-- DATASET RECORDS follows --

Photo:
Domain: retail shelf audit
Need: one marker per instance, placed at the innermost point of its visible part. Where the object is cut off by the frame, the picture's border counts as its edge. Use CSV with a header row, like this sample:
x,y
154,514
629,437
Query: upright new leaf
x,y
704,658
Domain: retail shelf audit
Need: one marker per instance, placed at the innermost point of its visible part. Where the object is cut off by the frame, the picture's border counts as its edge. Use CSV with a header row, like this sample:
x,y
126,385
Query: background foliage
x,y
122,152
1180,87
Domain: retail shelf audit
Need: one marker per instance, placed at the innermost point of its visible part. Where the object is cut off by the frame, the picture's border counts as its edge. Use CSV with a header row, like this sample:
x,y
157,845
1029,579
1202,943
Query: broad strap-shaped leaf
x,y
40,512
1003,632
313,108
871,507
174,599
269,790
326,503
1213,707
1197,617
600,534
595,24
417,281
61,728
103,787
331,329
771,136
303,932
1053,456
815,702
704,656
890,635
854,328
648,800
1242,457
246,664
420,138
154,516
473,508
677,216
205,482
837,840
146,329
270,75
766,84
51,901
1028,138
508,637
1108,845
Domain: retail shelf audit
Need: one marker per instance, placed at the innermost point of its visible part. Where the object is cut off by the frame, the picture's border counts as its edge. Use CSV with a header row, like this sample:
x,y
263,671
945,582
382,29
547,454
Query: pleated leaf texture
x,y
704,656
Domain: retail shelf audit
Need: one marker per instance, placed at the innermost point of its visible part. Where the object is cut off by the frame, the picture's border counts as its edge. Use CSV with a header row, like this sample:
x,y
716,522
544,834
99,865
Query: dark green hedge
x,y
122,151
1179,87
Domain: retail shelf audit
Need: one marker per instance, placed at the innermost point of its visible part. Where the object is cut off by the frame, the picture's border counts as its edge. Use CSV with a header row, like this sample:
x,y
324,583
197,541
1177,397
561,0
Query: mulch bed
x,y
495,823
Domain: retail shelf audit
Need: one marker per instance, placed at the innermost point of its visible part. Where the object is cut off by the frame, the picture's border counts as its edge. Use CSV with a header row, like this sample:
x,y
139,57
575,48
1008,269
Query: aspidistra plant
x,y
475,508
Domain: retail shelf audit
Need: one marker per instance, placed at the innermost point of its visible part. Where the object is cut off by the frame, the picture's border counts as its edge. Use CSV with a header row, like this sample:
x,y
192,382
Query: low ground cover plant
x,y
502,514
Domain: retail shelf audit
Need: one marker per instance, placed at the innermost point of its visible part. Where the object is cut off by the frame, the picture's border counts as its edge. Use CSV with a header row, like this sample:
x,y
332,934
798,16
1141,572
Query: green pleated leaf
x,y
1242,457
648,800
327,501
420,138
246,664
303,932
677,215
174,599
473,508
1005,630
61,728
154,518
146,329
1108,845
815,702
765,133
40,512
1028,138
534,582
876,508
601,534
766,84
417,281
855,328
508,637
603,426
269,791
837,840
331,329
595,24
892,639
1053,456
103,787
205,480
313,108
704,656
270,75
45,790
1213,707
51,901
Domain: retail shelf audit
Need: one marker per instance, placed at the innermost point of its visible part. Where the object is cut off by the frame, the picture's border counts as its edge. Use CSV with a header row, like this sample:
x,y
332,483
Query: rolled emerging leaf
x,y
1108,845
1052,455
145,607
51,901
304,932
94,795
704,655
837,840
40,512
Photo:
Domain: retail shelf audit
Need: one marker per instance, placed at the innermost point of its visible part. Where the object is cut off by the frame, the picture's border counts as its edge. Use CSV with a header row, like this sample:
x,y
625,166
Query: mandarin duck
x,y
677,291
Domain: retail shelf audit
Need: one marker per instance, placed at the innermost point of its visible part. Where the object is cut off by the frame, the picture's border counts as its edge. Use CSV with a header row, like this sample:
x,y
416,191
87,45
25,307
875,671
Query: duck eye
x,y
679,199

-- DATASET RECORDS concluded --

Print the entries exactly. Include every one.

Photo:
Domain: retail shelf audit
Need: one marker per instance, placed at the innermost point of its visible part. Where the object is cut off by the frame, the picture's border counts as its edge. Use CSV with a header row, like this sample:
x,y
154,514
629,437
Query: upright new leaf
x,y
704,658
Domain: retail shelf audit
Need: one marker per instance, placed at the innermost point of its visible part. Where the object is cut off by the frame, the picture's border counts as its edge. Use CSV with a header row, like this sample:
x,y
126,385
Query: background foliage
x,y
122,152
1180,87
Domain: retail shelf audit
Need: one marker per instance, placed at the innermost point of its visible part. Where the object is cut off by the frame, the picture's border counts as its edge. Use CSV with a header row, like this sample:
x,y
157,845
1029,579
1202,943
Query: broad strap-shaped leaf
x,y
40,512
1003,632
313,108
871,507
174,599
269,790
326,503
1213,707
1197,617
600,534
595,24
417,281
61,728
103,787
331,329
771,136
303,932
1053,456
815,702
704,656
890,635
854,328
648,800
1242,457
246,664
420,138
154,516
473,508
677,216
205,482
837,840
146,329
270,75
766,84
51,901
1028,138
508,637
1108,845
Domain: retail shelf audit
Need: one marker per instance, placed at the innermost point of its visible part. Where the object is cut off by the frame, the picture's border counts as its edge. Use CSV with a header row, like this sample:
x,y
263,671
945,582
382,29
547,454
Query: pleated leaf texture
x,y
704,656
Domain: retail shelf audit
Need: one marker per instance, placed at the innermost point of its visible part. Where the object is cut off by the frame, the picture's border counts as its edge. Use CSV with a header row, like this sample:
x,y
716,522
544,834
99,865
Query: dark green hedge
x,y
122,151
1179,87
Domain: retail shelf audit
Need: one marker per instance, placed at the innermost point of its visible part. Where the object is cut off by the frame, the picture's border counts as its edge. Use CSV with a header row, like this sample:
x,y
324,583
197,541
1177,397
561,0
Query: mulch bed
x,y
495,823
Domain: retail shelf audit
Need: one marker per instance, placed at the innermost point of its visible part. Where the object is cut off by the frame, the picture's border counts as its edge. Use CSV with a header row, like this sample:
x,y
139,57
575,48
1008,269
Query: aspidistra plant
x,y
475,508
Domain: retail shelf audit
Need: one marker per instance, placed at the innermost point of its visible part. Where the object is cut off by the frame, the picture's border counts as its edge. Use CSV with a header row, like this sample:
x,y
192,382
Query: low ground cover plant
x,y
502,514
Domain: retail shelf audit
Need: one marker per instance, placed at the innermost point of its visible part. Where the object is cut off by the frame, the picture's border counts as its edge. Use CSV with a header row, like this sample:
x,y
332,934
798,16
1141,572
Query: green pleated leaf
x,y
1242,457
648,800
327,501
420,138
246,664
303,932
677,215
174,599
473,508
1005,630
61,728
154,518
146,329
1108,845
815,702
765,133
40,512
1028,138
534,582
876,508
601,534
766,84
417,281
855,328
508,637
603,426
269,791
837,840
331,329
595,24
892,639
1053,456
103,787
205,480
313,108
704,656
270,75
45,790
1213,707
51,901
Domain: retail shelf audit
Need: one marker per instance, placed at the innermost point of its visible part. Where the object is cut off by the frame, the picture's border counts as its edge. Use CSV with a header row, like this sample:
x,y
332,483
Query: rolled emerging leaf
x,y
1108,845
1052,455
145,607
51,901
304,932
94,795
704,655
837,840
40,512
Photo:
Domain: retail shelf audit
Need: one marker per instance, placed at the innermost point of its visible part. Where the object is cut off by the frame, the picture's border counts as its edge. Use CSV with a header row, like this sample:
x,y
625,166
Query: mandarin duck
x,y
677,291
Domain: retail shelf audit
Need: one marker per instance, placed at the innermost point of its visible part. Where the object is cut off by the frame, the picture's border counts as its edge. Use CSV with a header row, like this sample:
x,y
416,191
87,45
25,307
875,671
Query: duck eye
x,y
679,199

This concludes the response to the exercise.